APPLY WHAT YOU READ:
**a.** In the neck pain and pillow text, what type of medication is usually best for addressing inflammation and localized pain?
**b.** From the neck pain and pillow text, repeat word for word the part starting with "Neck pain can" and going on through "rest, and healing.".
** SELECTED EXCERPT follows **
These oddly shaped pillows are designed to ergonomically hold your neck and head in neutral. Typically, each side has slightly different height so that you can adjust it to your neck position depending on whether you’re a back sleeper or a side sleeper. The higher density foam that it’s made of means there is little room for adjusting the overall pillow form.
A cervical pillow is a great option for naturally supporting the head. The built-in concavity in the middle of the pillow provides neck support and comfort. This memory foam pillow is only minimally adjustable from its original shape.
There is an ongoing debate as to which type of pillow, or if any type of pillow, is right for the neck. Those that support sleeping without a pillow argue that pillows innately lead to poor postural alignment in addition to issues with proper breathing and skin health. If you sleep on your back no pillow might be a good option to consider.
Ultimately, the choice should come down to the option that you are most comfortable with while maximizing the health of your neck and spine. If you aren’t sure about your posture or what pillow to use, consider signing up for a bout of physical therapy.
Neck pain can make it feel impossible to get comfortable when trying to sleep. Here are some quick tips for getting the best rest possible to allow comfort, rest, and healing.
It happens to all of us from time to time. You wake up feeling sore or with a throbbing headache that you weren’t anticipating. Whether it was from sleeping funny or an activity you did the day before, here are some quick remedies to use to get you back on track and feeling better as quickly as possible.
Deciding whether to apply an ice pack or heating pad right when you wake up depends on your goals for pain relief. Typically, most people prefer heat to promote relaxation for their stiff and sore neck. However, if you notice heat or swelling in the neck, or you simply prefer ice, this is also a great option. Another great option to alternate a few times throughout your day between the two to get the benefits of both.
When your neck hurts and you need quick relief to focus on your day, sometimes a pain pill can do the trick for short term relief. Typically non-steroidal anti-inflammatories, or NSAIDS such as ibuprofen, are the best option for addressing any inflammation and localized pain. Take them as needed for initial comfort, but proceed with caution since they do come with risk of organ damage.
Whether you self-administer, ask a loved one for a quick neck rub, or you have your massage therapist on speed dial, massage is a great way to relieve neck pain. Self-massage tools can help you reach muscle knots and trigger points or provide a more generalized neck rub (don’t forget the shoulder blades!).
** End of SELECTED EXCERPT **
** MATERIAL SUPPLIED follows **
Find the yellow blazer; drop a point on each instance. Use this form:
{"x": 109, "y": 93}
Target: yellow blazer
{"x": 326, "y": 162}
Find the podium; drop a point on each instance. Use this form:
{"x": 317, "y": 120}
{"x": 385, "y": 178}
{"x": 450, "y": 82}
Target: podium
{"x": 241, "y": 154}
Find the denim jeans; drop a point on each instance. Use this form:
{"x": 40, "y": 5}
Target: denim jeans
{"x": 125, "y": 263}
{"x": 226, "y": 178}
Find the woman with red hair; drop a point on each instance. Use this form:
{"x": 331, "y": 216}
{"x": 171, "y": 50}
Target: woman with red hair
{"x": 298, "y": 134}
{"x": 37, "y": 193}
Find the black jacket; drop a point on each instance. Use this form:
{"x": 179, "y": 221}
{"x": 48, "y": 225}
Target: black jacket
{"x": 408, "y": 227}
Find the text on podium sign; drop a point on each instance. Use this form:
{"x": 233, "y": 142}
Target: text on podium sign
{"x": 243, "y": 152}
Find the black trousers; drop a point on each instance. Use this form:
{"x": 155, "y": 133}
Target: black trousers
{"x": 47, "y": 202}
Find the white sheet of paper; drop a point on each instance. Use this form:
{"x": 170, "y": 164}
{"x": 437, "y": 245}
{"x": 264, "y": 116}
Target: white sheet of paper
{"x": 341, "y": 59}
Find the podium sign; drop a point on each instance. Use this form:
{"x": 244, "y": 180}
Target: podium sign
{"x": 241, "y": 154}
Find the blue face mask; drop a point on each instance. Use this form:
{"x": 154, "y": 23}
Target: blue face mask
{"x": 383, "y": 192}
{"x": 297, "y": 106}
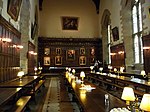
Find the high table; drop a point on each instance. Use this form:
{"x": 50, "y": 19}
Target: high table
{"x": 6, "y": 94}
{"x": 94, "y": 101}
{"x": 140, "y": 86}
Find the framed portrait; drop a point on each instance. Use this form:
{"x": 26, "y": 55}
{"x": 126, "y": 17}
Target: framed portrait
{"x": 14, "y": 8}
{"x": 58, "y": 60}
{"x": 46, "y": 60}
{"x": 92, "y": 51}
{"x": 115, "y": 33}
{"x": 46, "y": 51}
{"x": 70, "y": 23}
{"x": 70, "y": 54}
{"x": 58, "y": 51}
{"x": 82, "y": 60}
{"x": 92, "y": 60}
{"x": 82, "y": 51}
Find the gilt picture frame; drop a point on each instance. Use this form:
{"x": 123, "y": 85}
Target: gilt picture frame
{"x": 82, "y": 51}
{"x": 13, "y": 8}
{"x": 46, "y": 51}
{"x": 70, "y": 55}
{"x": 47, "y": 61}
{"x": 58, "y": 60}
{"x": 82, "y": 60}
{"x": 69, "y": 23}
{"x": 58, "y": 51}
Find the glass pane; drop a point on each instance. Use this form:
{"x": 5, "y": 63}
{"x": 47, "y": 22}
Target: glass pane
{"x": 141, "y": 43}
{"x": 134, "y": 17}
{"x": 136, "y": 49}
{"x": 140, "y": 18}
{"x": 108, "y": 29}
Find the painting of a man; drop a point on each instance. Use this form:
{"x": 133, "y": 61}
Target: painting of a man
{"x": 14, "y": 8}
{"x": 70, "y": 54}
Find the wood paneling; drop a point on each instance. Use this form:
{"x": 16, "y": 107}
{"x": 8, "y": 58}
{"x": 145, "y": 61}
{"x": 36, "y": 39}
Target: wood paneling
{"x": 9, "y": 53}
{"x": 31, "y": 57}
{"x": 69, "y": 44}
** End of MATERIAL SUPPLIED **
ANSWERS TO THIS EXERCISE:
**a.** Non-steroidal anti-inflammatories (NSAIDs), such as ibuprofen.

**b.**
Neck pain can make it feel impossible to get comfortable when trying to sleep. Here are some quick tips for getting the best rest possible to allow comfort, rest, and healing.